▶ What to do
Pull out every line in the data below that contains the word "yellow", copying each one in full.

▶ Extracted records
--------

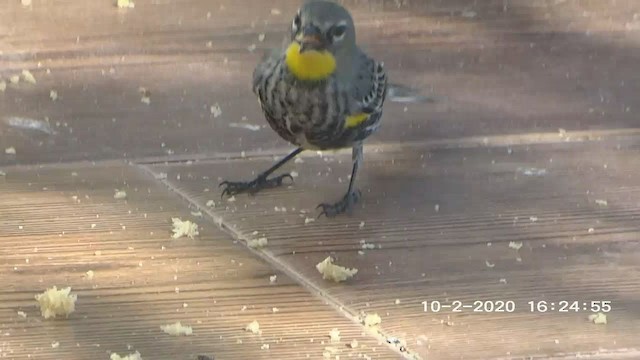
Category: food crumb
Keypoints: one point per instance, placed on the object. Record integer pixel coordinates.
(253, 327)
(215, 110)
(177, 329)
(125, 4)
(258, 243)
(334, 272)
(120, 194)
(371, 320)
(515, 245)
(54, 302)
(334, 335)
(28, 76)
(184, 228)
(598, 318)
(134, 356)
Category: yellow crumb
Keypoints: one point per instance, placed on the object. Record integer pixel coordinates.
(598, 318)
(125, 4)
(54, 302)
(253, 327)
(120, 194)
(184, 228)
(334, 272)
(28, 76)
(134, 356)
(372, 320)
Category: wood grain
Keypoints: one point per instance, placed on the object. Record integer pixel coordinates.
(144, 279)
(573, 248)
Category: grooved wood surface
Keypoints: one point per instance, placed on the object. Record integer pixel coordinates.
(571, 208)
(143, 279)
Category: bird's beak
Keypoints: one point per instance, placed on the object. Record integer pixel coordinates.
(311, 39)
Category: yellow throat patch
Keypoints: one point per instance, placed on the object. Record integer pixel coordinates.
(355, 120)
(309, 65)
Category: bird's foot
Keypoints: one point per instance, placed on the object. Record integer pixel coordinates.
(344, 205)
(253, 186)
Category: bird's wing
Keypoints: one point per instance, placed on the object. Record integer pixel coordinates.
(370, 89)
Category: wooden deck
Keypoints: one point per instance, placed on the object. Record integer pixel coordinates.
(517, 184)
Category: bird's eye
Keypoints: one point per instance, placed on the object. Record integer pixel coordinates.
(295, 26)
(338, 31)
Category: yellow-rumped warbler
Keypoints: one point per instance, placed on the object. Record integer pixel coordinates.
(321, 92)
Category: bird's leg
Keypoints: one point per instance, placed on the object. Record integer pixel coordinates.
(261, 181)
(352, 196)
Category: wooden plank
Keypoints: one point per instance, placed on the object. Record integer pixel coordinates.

--------

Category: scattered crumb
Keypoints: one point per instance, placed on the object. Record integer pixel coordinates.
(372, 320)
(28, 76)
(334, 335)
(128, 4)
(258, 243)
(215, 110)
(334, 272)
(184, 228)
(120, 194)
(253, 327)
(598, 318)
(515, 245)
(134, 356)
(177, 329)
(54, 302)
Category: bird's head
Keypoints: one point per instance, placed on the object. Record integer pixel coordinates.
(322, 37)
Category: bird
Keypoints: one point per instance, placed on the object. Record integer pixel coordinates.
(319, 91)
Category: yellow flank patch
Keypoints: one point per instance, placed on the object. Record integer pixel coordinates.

--------

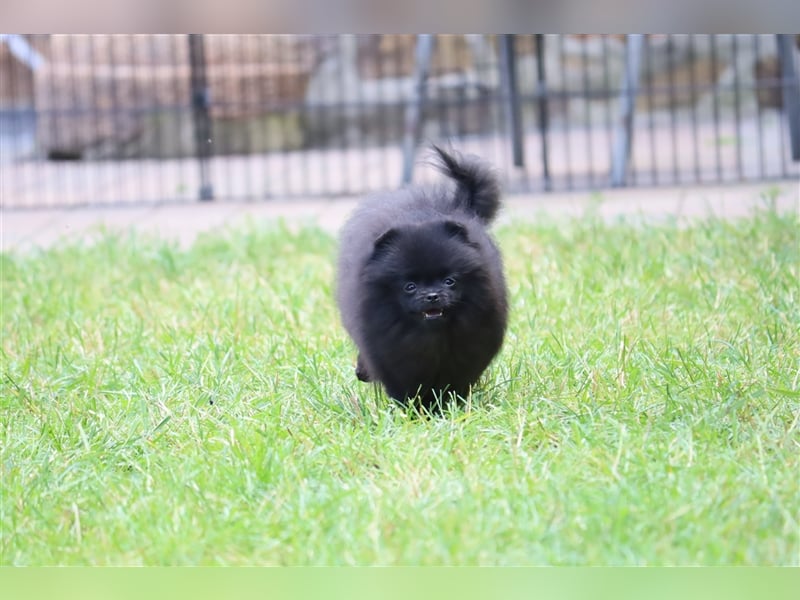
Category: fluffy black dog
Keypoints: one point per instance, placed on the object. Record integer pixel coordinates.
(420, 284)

--------

▶ Reply
Category: yellow crumb
Category: yellow throat patch
Category: yellow-rumped warbler
Category: yellow flank patch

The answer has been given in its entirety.